The plot itself is relatively simplistic, and also owes a subtle debt to the series’ past, but it is presented with a confidence and style that owes more to a blockbuster movie than a homegrown Saturday teatime TV series.

Sumptuous period vistas, breathtaking monsters and heart-pumping action sequences are all there in good supply, but the 75 minute length also gives the story room to breathe, and the moments of quiet character reflection are some of the strongest we’ve seen in the revived show. Perhaps there’s an argument for longer stories in the future, instead of the done-in-45-minutes format we’ve had in recent years.

And perhaps most refreshingly, given his tendency for convoluted timey-wimey plots, this is Steven Moffat at his most straightforward, offering a story which isn’t too clever for its own good, but instead focuses on the logical development of the narrative and motivations of his characters.

Perhaps it’s that this is his second new Doctor, and having found his feet in introducing the Eleventh, is prepared to stretch his creative muscles in developing the Twelfth. It’s certainly a very different approach to that afforded Matt Smith in his debut, and suggests there’s more to Capaldi’s Time Lord than first meets the eye.

• This world premiere of the new episode took place before a sell-out audience in Cardiff, with Capaldi, Coleman and Moffat on hand to provide introductions and appear in a Q&A panel afterwards. The new series begins on BBC One on August 23.

[Dataset rows]
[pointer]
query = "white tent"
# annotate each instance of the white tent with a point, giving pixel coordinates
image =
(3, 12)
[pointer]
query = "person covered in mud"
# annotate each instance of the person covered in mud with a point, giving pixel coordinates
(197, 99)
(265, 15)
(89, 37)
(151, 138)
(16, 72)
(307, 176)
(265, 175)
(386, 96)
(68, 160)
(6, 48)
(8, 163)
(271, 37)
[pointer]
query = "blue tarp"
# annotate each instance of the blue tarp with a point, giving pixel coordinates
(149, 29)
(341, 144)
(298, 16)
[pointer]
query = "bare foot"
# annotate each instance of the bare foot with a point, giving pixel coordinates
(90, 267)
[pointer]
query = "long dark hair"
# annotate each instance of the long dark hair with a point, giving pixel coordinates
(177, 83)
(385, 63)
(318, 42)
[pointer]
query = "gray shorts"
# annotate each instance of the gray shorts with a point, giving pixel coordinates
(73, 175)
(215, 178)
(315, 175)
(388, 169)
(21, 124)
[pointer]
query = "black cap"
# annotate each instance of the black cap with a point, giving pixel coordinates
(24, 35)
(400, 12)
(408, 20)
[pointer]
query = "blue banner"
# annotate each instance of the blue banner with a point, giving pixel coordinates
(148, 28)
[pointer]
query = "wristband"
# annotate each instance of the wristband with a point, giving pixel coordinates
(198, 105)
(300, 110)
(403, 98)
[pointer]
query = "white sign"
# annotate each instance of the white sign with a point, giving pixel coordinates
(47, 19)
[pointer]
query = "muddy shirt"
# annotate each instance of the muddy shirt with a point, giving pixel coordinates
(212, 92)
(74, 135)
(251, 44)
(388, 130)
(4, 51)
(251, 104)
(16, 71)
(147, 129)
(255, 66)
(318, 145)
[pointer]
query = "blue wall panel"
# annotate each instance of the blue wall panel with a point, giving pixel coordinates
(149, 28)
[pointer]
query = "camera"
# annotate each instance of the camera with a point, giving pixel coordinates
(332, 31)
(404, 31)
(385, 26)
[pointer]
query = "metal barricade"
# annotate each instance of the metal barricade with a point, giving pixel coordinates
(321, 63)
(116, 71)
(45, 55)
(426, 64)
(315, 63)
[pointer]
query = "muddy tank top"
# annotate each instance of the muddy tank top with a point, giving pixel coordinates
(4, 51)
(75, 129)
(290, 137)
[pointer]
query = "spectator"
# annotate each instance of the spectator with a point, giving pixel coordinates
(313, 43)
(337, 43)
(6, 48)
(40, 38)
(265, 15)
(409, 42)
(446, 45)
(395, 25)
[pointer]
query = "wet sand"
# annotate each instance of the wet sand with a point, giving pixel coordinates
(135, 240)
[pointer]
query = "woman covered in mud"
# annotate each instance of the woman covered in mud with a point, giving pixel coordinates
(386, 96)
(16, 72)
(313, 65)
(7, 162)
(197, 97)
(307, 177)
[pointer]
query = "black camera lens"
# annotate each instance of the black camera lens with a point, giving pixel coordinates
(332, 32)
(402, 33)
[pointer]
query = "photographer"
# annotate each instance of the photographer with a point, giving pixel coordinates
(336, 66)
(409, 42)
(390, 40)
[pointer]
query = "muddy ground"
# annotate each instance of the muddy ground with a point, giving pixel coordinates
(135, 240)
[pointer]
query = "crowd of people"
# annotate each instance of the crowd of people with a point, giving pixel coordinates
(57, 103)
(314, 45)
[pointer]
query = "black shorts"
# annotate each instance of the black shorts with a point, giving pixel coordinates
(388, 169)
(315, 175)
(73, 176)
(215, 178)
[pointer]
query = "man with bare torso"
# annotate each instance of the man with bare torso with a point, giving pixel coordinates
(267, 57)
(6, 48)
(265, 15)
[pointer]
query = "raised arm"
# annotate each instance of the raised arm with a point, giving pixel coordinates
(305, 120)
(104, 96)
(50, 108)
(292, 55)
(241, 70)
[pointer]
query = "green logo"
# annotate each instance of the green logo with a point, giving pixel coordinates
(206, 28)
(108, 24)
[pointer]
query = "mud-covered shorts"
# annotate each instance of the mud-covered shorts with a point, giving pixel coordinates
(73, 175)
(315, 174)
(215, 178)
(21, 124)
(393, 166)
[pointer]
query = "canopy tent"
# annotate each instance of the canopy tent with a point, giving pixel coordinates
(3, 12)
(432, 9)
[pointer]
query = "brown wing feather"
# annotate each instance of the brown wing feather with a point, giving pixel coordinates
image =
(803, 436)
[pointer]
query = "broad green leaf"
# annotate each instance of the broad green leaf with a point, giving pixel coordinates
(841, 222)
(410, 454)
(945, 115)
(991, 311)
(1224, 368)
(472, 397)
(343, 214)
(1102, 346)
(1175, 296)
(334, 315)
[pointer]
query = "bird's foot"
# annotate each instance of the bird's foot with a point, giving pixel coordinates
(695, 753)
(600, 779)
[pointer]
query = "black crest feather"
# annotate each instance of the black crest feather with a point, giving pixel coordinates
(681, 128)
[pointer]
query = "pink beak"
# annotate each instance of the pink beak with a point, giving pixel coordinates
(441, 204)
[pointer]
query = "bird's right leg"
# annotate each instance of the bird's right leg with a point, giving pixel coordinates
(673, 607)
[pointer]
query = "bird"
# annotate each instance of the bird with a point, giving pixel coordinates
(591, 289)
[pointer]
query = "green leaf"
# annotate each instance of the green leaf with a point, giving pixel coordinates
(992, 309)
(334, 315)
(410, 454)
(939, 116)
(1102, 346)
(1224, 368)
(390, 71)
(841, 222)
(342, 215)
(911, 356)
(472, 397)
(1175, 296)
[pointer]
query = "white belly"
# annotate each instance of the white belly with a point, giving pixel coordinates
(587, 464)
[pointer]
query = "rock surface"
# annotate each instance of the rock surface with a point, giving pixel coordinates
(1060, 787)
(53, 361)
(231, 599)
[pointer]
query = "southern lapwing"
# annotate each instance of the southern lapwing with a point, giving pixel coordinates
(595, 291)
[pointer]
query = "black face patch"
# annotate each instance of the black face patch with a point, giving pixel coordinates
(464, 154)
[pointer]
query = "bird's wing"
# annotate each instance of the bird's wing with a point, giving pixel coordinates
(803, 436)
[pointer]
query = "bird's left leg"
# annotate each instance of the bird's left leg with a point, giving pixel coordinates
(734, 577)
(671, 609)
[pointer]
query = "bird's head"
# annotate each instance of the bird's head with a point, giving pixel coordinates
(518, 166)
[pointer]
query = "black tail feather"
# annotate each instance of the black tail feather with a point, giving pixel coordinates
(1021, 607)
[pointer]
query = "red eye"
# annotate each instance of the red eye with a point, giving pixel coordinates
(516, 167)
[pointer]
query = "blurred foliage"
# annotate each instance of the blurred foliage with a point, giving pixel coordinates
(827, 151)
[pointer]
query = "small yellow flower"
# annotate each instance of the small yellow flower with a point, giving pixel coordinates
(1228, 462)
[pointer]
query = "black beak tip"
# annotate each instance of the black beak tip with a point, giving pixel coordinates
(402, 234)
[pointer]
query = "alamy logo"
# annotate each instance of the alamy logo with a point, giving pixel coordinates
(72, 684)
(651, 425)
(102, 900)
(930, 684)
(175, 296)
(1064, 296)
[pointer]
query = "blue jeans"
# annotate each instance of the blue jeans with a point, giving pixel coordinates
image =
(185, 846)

# [Task directions]
List every person named in the episode review, giving each name as it appears there. Rely only on the text to complete the task.

# [Output of the task]
Steven Moffat, Matt Smith, Capaldi, Coleman